▶ Task brief: The data should be printed again, exactly.

Natural language region descriptions:

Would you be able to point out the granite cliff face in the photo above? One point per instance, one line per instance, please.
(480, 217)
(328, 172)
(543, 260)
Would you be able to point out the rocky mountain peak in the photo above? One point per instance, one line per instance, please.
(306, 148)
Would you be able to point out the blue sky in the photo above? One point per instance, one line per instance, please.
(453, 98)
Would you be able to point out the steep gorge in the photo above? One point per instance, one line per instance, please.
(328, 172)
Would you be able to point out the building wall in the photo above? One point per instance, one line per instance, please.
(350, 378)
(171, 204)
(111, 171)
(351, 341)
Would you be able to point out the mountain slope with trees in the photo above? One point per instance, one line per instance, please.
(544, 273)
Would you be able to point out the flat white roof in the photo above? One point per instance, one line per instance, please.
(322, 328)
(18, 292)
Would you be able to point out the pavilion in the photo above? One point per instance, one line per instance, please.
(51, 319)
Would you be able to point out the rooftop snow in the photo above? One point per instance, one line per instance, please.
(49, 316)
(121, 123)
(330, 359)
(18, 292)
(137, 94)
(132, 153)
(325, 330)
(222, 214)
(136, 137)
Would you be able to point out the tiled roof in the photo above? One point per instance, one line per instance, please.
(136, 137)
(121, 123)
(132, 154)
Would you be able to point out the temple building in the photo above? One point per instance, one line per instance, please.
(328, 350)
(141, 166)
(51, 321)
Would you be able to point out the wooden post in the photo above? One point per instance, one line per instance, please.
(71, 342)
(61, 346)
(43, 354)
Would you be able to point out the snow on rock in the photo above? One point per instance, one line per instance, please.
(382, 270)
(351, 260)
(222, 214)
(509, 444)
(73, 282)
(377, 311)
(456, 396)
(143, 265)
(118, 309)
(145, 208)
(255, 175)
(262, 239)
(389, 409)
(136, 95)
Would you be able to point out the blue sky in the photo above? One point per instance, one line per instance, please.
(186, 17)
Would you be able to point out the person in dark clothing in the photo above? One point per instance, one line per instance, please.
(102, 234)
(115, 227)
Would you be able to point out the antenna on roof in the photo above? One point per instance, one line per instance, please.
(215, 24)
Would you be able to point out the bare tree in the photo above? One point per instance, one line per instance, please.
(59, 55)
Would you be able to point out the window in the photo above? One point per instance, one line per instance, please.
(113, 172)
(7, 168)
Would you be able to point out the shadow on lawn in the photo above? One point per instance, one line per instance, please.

▶ Answer to this exercise:
Would you be able to point out the granite cliff face in the photo above? One point per instance, one line per instance, please.
(480, 217)
(328, 172)
(543, 260)
Would you be able to point out the rocky mountain peak in the photo above? One point per instance, one line per instance, please.
(306, 148)
Would you be able to point out the blue sky in the photo above? One point per instance, one line per instance, please.
(453, 98)
Would you be able to point out the steep gorge in the photo above? One point per instance, one line per instance, please.
(328, 172)
Would you be able to point out the building wall in the photo above? One point per instance, one line per instance, please.
(350, 378)
(171, 204)
(111, 171)
(351, 341)
Would you be able to point out the mountain slope with trees in the photo above? One point per instance, one line per instance, please.
(544, 273)
Would you be able to point out the flat white roof in the photo above? One point per instance, one line per instance, please.
(322, 328)
(18, 292)
Would you be able to point out the pavilion in the photo above? One point per instance, one line per instance, please.
(51, 319)
Would you be able to point out the rooftop snow in the photo above? One point per instance, one line per instance, please.
(49, 316)
(121, 123)
(330, 359)
(18, 292)
(137, 94)
(132, 153)
(325, 330)
(222, 214)
(136, 137)
Would you be able to point out the tiled roof in the photo above? One point per instance, one line per instance, please.
(136, 137)
(121, 123)
(132, 154)
Would you be able to point out the temple building in the photo above? One point per instance, one line per instance, please.
(328, 350)
(141, 166)
(51, 321)
Would you be able to point out the wooden post in the photo above? One point per instance, one line per instance, please.
(71, 342)
(61, 346)
(43, 354)
Would you be able to point out the snow on rock in the photo above? One point per instance, one line per instance, please.
(382, 270)
(351, 260)
(222, 214)
(509, 444)
(73, 282)
(377, 311)
(456, 396)
(143, 265)
(118, 309)
(145, 208)
(255, 175)
(262, 239)
(389, 409)
(136, 95)
Would you be able to point out the blue sky in the photo above? One point per instance, one line per instance, please.
(186, 17)
Would you be able to point out the person in dark clothing in the photo above? One point per instance, one line per instance, please.
(102, 234)
(115, 227)
Would you be able to point out the antenna on roof in the photo above? One point per instance, one line per instance, please.
(215, 24)
Would you be able to point out the bare tree in the photo above? One point per instance, one line per instance, please.
(59, 55)
Would you be able to point out the window in the photo above? One point per instance, one line per instance, please.
(113, 172)
(7, 168)
Would you be able to point out the shadow on lawn in the photo above? One point per instance, one line per instance, please.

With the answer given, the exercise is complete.